_ASSIGNMENT_. Beginning with the line containing "Guideline — for every instance of the white t-shirt, put" and ending at the last line of the data, set down every line exactly, leaving out all pictures.

_DATASET EXCERPTS_.
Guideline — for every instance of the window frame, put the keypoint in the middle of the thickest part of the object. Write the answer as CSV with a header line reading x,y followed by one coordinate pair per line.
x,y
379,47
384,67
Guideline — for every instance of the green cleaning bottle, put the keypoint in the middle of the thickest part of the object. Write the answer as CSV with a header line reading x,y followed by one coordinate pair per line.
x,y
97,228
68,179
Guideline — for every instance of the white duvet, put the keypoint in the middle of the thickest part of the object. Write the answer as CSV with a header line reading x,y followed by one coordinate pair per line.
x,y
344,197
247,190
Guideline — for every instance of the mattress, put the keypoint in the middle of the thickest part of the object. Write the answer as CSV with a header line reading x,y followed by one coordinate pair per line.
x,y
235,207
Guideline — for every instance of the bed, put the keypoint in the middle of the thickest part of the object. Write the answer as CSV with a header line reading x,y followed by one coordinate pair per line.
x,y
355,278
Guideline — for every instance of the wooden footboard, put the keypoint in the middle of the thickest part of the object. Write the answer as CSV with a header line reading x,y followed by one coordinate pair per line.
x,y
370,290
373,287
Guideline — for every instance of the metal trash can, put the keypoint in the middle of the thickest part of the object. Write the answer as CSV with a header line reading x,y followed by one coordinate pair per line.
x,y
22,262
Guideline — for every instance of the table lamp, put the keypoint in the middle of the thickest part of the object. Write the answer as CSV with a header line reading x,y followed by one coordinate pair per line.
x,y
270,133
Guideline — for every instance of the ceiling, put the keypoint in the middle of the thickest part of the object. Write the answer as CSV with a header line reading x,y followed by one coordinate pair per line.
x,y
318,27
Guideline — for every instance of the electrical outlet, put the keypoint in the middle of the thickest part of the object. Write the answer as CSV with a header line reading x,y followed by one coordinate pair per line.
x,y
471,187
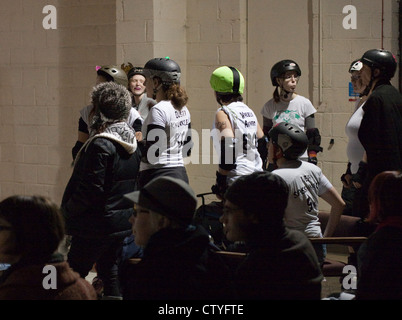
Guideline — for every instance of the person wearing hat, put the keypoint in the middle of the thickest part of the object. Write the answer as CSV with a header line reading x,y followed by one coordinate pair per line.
x,y
31,230
106,168
167,128
136,84
354,149
289,106
380,130
178,261
107,73
281,263
237,136
307,183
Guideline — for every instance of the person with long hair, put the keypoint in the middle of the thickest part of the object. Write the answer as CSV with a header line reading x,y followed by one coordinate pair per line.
x,y
31,230
167,129
379,257
287,105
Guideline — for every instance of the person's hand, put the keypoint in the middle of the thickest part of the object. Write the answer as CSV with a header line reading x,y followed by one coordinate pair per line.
x,y
219,188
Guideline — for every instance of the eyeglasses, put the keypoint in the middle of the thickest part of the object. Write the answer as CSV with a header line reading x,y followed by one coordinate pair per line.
x,y
5,228
290,76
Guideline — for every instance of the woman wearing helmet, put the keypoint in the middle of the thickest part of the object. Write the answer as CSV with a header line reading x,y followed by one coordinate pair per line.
x,y
288,106
136,85
109,73
380,131
235,131
354,150
167,128
307,183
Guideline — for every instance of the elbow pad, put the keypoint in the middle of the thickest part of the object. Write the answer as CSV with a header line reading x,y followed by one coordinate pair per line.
x,y
262,147
228,154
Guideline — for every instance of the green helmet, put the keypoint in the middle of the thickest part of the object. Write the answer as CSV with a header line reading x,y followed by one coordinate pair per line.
x,y
227,80
114,73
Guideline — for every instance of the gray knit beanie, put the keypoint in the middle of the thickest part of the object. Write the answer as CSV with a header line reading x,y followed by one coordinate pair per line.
x,y
112,103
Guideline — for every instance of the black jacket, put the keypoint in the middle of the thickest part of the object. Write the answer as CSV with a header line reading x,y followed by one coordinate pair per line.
x,y
380,265
93,203
283,267
380,133
380,130
178,264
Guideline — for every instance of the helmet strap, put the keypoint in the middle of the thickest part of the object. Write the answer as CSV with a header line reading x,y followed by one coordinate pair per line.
x,y
236,80
286,93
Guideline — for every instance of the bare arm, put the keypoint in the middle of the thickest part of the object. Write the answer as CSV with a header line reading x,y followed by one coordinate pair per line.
x,y
337,205
260,133
223,124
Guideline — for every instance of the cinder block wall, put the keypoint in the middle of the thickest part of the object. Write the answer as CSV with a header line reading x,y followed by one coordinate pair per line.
x,y
46,75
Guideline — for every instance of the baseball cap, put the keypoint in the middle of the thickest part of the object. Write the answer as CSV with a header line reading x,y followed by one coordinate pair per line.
x,y
168,196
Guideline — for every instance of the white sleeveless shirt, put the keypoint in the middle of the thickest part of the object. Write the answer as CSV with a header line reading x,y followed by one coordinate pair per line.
x,y
244,123
172,137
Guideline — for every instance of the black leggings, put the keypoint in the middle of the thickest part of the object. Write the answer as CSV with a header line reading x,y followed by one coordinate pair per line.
x,y
147,175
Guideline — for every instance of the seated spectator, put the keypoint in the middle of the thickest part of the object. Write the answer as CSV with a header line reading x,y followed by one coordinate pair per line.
x,y
178,260
281,263
379,258
31,229
307,184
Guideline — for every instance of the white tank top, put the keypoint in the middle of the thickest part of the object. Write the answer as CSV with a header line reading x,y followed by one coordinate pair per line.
x,y
244,123
172,137
354,149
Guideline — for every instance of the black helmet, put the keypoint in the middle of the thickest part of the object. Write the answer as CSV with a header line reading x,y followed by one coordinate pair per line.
x,y
113,73
356,65
381,59
165,68
290,138
281,67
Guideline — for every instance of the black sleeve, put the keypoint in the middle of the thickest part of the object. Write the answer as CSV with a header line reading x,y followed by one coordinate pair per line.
x,y
82,126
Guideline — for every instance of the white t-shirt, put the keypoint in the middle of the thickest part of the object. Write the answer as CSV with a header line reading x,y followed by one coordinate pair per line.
x,y
306,183
244,123
172,137
295,111
354,149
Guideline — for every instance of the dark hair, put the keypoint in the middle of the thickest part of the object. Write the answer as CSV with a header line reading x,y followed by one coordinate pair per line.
x,y
261,194
37,223
177,95
384,196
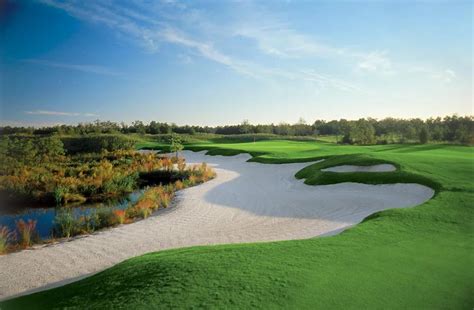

_RESPONSE TO THIS EXERCISE_.
Guideline — for every instance of the white t-shirt, put the keypoint in the middle of the thickest part of the object. Write the answer as CSV with a header line reading x,y followed by one coordinate pair per line.
x,y
306,183
244,123
172,137
295,111
354,149
Guideline — for every instance of the dark hair, put the keypoint in the middle of the thickest part of the object. Write the answer as CSV with a header line reading x,y followed by one coordinate pair per line.
x,y
261,194
37,223
177,95
384,196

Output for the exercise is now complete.